OBJECTIVE —
Copy the data word for word, from its first line through the line containing "174, 56, 330, 80", including both of these lines.

DATA ROWS —
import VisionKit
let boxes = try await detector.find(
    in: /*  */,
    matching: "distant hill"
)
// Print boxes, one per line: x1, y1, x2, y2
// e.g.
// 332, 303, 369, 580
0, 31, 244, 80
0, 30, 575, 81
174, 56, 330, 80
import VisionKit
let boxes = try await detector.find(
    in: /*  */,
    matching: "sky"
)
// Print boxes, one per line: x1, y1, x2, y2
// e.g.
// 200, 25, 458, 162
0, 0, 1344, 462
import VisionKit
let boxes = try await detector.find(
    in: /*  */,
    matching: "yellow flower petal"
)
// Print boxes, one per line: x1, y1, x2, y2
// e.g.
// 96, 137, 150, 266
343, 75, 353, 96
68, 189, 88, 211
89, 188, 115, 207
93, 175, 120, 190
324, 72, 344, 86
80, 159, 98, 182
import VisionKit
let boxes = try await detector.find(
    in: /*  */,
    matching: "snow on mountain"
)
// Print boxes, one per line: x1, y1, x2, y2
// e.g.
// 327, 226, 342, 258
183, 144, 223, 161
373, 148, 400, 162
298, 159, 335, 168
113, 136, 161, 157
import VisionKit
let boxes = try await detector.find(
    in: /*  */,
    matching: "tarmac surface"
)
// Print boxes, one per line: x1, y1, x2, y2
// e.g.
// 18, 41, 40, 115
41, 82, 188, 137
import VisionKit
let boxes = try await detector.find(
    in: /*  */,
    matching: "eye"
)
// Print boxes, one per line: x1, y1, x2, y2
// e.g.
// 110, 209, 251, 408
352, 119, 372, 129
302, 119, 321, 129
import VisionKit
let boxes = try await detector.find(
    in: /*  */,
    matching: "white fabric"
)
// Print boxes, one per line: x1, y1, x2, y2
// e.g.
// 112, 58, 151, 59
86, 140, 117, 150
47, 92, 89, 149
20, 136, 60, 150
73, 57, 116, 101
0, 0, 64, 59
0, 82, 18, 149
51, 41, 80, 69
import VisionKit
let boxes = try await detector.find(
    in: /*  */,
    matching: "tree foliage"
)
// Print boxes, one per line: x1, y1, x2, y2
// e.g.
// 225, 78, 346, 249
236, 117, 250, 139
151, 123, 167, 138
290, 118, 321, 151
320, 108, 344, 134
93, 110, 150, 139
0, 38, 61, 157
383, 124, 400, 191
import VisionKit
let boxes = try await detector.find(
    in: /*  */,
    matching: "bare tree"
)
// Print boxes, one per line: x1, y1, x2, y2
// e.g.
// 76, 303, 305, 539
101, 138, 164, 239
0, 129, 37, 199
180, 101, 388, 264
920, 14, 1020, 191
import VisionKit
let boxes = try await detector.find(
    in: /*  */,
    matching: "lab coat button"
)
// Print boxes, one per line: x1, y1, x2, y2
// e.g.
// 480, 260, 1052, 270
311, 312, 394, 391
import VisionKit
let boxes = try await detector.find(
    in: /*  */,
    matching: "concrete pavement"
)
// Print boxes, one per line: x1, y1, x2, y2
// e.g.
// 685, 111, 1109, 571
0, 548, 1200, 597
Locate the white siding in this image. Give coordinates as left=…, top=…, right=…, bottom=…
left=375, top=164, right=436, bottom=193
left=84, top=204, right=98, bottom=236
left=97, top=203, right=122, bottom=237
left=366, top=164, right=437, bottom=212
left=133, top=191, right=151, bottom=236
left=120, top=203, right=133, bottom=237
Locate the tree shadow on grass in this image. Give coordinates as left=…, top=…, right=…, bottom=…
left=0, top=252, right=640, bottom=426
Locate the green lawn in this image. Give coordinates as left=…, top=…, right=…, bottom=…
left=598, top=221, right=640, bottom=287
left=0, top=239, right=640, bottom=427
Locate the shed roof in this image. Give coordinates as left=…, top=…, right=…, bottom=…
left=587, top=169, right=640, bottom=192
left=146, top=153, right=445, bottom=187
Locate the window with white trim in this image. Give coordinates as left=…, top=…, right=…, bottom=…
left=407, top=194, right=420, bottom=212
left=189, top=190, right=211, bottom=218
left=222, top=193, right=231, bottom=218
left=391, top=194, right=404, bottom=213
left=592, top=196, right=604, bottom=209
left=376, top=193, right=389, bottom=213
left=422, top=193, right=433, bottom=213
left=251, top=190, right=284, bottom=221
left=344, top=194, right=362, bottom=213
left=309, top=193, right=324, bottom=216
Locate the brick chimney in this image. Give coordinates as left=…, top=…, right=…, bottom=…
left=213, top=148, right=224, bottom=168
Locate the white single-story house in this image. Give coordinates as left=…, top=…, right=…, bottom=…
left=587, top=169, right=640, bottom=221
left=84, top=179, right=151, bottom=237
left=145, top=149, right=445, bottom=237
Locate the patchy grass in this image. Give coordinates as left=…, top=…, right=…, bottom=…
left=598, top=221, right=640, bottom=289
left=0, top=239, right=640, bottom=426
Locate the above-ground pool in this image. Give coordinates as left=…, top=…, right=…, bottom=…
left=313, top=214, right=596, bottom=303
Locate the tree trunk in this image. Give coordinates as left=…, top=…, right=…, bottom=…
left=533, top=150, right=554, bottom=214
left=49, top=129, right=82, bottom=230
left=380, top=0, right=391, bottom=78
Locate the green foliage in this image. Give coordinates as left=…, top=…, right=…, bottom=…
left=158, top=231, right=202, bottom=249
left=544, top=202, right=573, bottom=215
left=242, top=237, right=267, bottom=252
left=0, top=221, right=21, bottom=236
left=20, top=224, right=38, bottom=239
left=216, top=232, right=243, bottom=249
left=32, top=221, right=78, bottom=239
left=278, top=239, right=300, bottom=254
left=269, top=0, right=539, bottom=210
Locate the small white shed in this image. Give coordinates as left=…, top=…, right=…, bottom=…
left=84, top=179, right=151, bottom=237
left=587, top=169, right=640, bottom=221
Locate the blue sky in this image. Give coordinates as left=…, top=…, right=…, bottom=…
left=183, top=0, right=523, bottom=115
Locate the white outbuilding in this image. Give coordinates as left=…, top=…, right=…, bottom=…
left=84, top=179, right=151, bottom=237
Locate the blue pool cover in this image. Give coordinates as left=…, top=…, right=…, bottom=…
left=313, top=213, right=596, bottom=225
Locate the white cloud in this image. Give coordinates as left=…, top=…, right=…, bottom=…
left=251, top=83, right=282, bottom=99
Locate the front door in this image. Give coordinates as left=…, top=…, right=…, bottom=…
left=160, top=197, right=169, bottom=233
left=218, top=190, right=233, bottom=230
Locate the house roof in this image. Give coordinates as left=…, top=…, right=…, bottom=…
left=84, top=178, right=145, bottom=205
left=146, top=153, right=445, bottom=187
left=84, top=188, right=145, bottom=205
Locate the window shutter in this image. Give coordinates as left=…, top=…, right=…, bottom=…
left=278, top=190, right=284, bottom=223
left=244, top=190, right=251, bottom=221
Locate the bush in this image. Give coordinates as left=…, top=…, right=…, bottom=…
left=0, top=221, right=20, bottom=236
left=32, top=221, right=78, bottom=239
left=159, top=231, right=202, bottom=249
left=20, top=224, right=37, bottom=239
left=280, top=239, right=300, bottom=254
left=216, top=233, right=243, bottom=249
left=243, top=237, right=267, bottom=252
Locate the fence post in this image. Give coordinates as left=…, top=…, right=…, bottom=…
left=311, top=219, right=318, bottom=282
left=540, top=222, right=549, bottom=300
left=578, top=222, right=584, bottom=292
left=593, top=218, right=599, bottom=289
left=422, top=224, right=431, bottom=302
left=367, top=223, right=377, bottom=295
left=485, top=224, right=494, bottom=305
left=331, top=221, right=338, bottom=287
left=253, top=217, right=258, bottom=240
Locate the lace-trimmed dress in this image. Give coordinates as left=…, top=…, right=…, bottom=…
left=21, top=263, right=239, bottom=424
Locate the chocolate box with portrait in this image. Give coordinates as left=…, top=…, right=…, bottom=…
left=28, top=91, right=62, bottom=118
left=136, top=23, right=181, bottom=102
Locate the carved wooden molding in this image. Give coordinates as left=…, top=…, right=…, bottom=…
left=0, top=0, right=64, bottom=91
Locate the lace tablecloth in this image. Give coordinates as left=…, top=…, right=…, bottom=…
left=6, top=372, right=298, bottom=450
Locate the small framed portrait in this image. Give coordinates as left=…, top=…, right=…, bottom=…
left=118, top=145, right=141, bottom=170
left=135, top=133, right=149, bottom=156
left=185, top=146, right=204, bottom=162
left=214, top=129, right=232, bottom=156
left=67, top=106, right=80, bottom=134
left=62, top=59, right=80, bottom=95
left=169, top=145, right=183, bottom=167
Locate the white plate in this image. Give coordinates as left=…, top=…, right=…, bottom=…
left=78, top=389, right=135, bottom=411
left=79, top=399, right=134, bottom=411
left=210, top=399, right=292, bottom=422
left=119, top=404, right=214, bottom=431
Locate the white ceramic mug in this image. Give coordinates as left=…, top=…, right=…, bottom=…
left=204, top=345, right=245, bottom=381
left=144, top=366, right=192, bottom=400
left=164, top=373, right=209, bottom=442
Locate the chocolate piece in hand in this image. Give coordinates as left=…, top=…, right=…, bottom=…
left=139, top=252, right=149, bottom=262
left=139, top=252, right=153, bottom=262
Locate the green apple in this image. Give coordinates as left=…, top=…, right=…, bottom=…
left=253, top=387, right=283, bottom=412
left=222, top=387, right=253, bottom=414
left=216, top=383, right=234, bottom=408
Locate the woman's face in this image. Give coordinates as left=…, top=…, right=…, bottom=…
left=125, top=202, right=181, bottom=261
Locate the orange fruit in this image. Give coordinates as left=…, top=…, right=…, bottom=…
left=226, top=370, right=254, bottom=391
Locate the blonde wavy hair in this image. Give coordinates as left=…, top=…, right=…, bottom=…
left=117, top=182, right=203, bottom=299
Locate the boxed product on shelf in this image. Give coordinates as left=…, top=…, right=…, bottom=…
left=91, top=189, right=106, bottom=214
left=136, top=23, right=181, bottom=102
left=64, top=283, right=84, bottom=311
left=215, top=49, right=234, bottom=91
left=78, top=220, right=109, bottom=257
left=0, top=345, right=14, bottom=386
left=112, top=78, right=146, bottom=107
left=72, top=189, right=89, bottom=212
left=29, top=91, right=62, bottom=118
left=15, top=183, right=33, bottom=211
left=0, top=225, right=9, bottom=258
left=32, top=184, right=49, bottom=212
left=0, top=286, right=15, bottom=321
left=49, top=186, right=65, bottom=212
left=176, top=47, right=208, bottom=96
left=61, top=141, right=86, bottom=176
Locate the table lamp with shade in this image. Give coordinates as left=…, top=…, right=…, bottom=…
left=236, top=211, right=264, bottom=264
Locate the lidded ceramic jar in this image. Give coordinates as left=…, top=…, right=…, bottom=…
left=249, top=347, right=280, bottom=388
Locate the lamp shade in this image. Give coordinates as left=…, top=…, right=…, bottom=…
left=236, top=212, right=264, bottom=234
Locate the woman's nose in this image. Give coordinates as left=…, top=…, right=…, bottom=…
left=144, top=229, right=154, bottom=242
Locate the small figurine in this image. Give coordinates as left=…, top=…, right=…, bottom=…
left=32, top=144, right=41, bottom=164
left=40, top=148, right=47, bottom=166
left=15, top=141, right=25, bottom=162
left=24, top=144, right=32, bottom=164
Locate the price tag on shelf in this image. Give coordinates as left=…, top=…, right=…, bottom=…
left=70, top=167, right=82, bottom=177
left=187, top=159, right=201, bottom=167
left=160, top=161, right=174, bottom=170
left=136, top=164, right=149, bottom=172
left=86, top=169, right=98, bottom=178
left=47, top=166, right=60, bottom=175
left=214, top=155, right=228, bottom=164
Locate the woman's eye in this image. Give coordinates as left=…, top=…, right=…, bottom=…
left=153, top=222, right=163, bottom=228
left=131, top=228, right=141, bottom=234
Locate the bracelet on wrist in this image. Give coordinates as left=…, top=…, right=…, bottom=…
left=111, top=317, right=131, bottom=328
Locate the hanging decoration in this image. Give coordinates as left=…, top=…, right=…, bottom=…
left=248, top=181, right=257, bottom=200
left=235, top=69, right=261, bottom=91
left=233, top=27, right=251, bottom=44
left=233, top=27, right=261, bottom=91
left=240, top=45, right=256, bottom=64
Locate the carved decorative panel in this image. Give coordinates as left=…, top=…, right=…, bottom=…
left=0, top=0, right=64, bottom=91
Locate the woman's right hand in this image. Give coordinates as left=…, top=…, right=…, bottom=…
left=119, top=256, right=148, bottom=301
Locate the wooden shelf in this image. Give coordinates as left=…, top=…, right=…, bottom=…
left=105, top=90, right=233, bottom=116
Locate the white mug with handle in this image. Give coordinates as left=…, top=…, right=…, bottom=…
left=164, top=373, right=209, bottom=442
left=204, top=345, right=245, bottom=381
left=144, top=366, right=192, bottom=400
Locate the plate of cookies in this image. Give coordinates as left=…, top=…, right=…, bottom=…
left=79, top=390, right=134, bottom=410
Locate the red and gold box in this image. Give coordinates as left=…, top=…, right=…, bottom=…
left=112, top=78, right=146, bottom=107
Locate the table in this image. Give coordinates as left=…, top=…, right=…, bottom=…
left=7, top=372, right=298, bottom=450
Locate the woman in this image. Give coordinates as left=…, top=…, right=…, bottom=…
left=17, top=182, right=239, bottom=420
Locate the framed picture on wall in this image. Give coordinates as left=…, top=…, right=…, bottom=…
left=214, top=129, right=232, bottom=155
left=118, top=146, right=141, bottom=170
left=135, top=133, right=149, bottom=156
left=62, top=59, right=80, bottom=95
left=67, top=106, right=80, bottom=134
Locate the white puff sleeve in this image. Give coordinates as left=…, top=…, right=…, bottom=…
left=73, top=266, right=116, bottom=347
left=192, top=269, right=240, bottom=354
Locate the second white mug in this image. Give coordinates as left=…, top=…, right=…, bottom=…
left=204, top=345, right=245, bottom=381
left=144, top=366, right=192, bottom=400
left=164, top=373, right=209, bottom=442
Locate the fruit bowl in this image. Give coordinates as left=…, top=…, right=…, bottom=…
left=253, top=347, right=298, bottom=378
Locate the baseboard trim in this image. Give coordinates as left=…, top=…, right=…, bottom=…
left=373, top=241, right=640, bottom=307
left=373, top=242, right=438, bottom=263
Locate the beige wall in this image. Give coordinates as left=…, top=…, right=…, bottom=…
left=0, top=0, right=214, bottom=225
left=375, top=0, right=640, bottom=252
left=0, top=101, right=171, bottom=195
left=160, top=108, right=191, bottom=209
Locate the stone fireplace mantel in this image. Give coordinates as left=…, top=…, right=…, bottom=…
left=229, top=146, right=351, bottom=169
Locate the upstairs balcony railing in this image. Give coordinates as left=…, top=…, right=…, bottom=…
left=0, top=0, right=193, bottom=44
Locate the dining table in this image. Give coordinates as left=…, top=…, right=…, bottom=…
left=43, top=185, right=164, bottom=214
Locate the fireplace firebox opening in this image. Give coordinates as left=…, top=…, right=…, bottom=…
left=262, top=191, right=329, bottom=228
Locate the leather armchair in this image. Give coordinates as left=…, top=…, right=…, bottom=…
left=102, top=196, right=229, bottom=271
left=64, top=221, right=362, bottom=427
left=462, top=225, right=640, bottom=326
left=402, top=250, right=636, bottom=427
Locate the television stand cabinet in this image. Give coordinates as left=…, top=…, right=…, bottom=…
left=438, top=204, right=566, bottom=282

SOLUTION TO THIS EXERCISE —
import VisionKit
let boxes = try await detector.find(
    in: /*  */,
    matching: "distant hill"
)
// Print boxes, one per line: x1, y1, x2, y2
// e.g.
// 332, 303, 369, 580
0, 31, 244, 80
0, 30, 575, 81
174, 56, 330, 80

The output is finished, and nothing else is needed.